▶ [WHAT YOU WILL DO] According to the news briefs, when is the transit union's new strike deadline?

NEW YORK - Transit workers and the agency that runs the city's subways and buses broke off contract talks after less than four hours Saturday with no agreement to prevent a strike at the height of the Christmas rush.
Ed Watt, secretary-treasurer of the 33,000-member Transit Workers Union, said the negotiations Saturday were limited. Neither union head Roger Toussaint nor Metropolitan Transportation Authority chairman Peter Kalikow was involved.
"Both sides are in what seems to be intractable positions," Watt said.
MTA spokesman Tom Kelly described the decision to break off talks as a "recess." There was no indication when bargaining might resume.
The previous contract expired early Friday, but the trains kept running and the union set a new strike deadline for 12:01 a.m. Tuesday. The new deadline gave negotiators at least a few more days to try to reach an agreement.
Transit workers are prohibited by state law from striking the buses and subways, at the risk of fines and lawsuits.
Toussaint announced a selective strike to begin Monday against two private bus lines in Queens that are in the process of being taken over by the MTA, but are not yet covered by the law outlawing strikes by public transit employees.
The two lines have about 50,000 riders and 750 workers.
A citywide bus and subway strike would be New York's first since an 11-day walkout in 1980 that paralyzed the nation's largest mass-transit system, which carries 7-million passengers a day.
Teen accused of killing father to hide bad grades
SANTA CLARA, Calif. - A 15-year-old boy killed his father, then set their home on fire because he was afraid his father would find out he was failing classes, prosecutors said.
Ryan Watts faces a murder charge in the death of his father, 50-year-old John E. Bruner, who was at first thought to have died in the fire. The teenager was charged as an adult.
Watts was arrested Wednesday after an autopsy determined that Bruner died from multiple gunshot wounds and not from the fire, Santa Clara police said.
Court documents allege he shot his father in the head at close range Monday, then set the body on fire because it was too heavy to carry to the back yard, where he had planned to bury it. Watts hid the gun and went to Taco Bell before calling 911 to report the fire, the documents said.
Suspect in N.Y. attack to face kidnap charges
NEW YORK - A former fashion writer wanted in connection with a vicious Halloween sex attack will face charges of kidnapping and other offenses when he can be brought back from Tennessee, where he was found on a college campus, prosecutors said.
Peter Braunstein, 42, was hospitalized in fair condition Saturday, recovering from self-inflicted knife wounds. Police said he stabbed himself several times in the neck after a campus police officer confronted him Friday afternoon at the University of Memphis.
Braunstein is expected to be arraigned in Tennessee on Monday, authorities said.
Prosecutors plan to seek an arrest warrant charging Braunstein with attacking a female acquaintance in Manhattan in October, said Barbara Thompson, a spokeswoman for Manhattan District Attorney Robert Morgenthau.
New York police had been hunting for Braunstein since early November.

(Region pointing data)

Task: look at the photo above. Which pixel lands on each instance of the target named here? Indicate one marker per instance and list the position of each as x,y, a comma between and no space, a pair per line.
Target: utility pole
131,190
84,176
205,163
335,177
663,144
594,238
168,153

▶ [RESULT] 12:01 a.m. Tuesday